_The exercise_
Write out every one of the records below word for word, changing nothing.

_Records for the task_
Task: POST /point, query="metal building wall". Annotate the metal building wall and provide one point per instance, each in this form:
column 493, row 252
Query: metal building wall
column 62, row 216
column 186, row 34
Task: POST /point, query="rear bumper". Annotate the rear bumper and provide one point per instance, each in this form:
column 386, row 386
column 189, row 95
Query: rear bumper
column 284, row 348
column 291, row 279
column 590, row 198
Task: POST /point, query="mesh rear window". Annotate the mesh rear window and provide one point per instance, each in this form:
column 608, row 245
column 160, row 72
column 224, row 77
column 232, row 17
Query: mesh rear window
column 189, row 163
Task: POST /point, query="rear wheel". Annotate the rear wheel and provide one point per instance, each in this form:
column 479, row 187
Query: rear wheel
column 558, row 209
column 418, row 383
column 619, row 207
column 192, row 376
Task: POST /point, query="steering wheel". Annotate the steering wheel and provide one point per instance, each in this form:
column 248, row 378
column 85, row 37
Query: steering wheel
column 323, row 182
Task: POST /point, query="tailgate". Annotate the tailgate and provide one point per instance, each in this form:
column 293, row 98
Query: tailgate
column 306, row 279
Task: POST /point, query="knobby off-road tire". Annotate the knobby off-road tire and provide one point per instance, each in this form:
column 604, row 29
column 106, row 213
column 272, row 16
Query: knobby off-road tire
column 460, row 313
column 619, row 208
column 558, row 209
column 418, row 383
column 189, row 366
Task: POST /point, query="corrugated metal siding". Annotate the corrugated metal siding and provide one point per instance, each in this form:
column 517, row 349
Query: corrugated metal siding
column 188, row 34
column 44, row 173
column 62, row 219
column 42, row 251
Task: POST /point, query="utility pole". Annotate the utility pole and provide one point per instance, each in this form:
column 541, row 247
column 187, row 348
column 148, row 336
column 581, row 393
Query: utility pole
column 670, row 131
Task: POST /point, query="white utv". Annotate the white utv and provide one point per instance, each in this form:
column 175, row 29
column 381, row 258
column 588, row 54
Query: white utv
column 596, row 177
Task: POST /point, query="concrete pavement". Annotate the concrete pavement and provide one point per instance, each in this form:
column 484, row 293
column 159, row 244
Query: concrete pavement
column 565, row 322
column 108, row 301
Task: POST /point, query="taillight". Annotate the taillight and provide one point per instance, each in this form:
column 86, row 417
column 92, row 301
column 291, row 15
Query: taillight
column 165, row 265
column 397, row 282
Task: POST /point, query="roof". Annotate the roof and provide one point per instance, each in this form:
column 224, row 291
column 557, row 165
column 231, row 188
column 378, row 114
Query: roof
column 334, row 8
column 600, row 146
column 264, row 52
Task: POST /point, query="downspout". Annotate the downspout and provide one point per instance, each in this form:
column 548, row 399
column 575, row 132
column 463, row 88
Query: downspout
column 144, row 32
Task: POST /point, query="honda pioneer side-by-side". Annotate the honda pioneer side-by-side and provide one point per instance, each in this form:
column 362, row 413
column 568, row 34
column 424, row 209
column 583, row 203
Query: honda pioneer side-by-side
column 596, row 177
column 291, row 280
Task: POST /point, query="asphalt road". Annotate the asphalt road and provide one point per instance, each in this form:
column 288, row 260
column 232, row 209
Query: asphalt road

_Solution for this exercise_
Task: POST /point, query="metal building wall". Annotate the metal building wall and provide one point per instance, each in this form:
column 493, row 252
Query: metal building wall
column 62, row 216
column 186, row 34
Task: POST /point, query="rear bumper". Annotate the rear bumper and provide one point per instance, each in this form:
column 386, row 386
column 189, row 95
Query: rear bumper
column 284, row 348
column 291, row 279
column 590, row 198
Task: POST /point, query="mesh rear window". Annotate the mesh rear window and provide one point per instance, each in this form:
column 608, row 245
column 160, row 72
column 224, row 77
column 232, row 17
Query: mesh rear window
column 189, row 163
Task: POST /point, query="rear wheel". Annotate the rear wheel and provide one point per instance, each in this form:
column 479, row 187
Query: rear wheel
column 558, row 209
column 418, row 383
column 619, row 207
column 192, row 376
Task: POST /point, query="steering wheel". Annotate the steering wheel and provide one point per instance, each in this form:
column 248, row 378
column 85, row 37
Query: steering wheel
column 323, row 182
Task: POST /point, query="tailgate". Annotate the tailgate and provide one point per instance, each in this form:
column 293, row 98
Query: tailgate
column 306, row 279
Task: POST /point, query="knobby off-road tire". Annotate the knobby off-road tire and provide one point per instance, each in this form:
column 604, row 29
column 106, row 213
column 272, row 16
Query: knobby off-road tire
column 460, row 313
column 619, row 208
column 558, row 209
column 418, row 383
column 189, row 366
Task: POST /point, query="corrugated metal siding". Annotate the corrugated metal siding and provide one point per instance, each in this form:
column 517, row 349
Query: corrugated metal siding
column 188, row 34
column 44, row 173
column 62, row 219
column 42, row 251
Task: POST /point, query="utility pole". Annotate the utility pole and provide one point per instance, each in this form:
column 541, row 247
column 187, row 348
column 148, row 336
column 581, row 393
Query: utility pole
column 670, row 131
Task: POST /point, query="white utv". Annotate the white utv and provide one point per instance, each in this form:
column 175, row 29
column 381, row 258
column 588, row 54
Query: white utv
column 596, row 177
Task: POST /point, query="concrete pavement". Annotate the concrete pavement and provide one point per instance, each in this form:
column 484, row 293
column 159, row 244
Query: concrete pavement
column 565, row 322
column 108, row 301
Task: POST /point, query="taillight". Annotate the taillight and provide one point per instance, each in this form:
column 86, row 417
column 92, row 301
column 291, row 15
Query: taillight
column 165, row 265
column 397, row 282
Task: POST /point, query="roof". Annotate the roof and provide one point per instance, each in this form:
column 224, row 291
column 557, row 165
column 231, row 188
column 378, row 114
Query: roof
column 334, row 8
column 600, row 146
column 264, row 52
Task: POST /point, query="downspout". Annotate the downspout and provide one point per instance, each in this form:
column 548, row 399
column 575, row 132
column 463, row 88
Query: downspout
column 144, row 32
Task: POST /point, query="honda pioneer side-by-side". Annotate the honda pioneer side-by-side and provide one point per instance, each in this form:
column 362, row 413
column 568, row 34
column 424, row 209
column 583, row 203
Query: honda pioneer side-by-side
column 596, row 177
column 291, row 280
Task: POST /point, query="asphalt road". Annotate the asphalt road and provide one point per instance, each in this form:
column 288, row 260
column 232, row 209
Query: asphalt road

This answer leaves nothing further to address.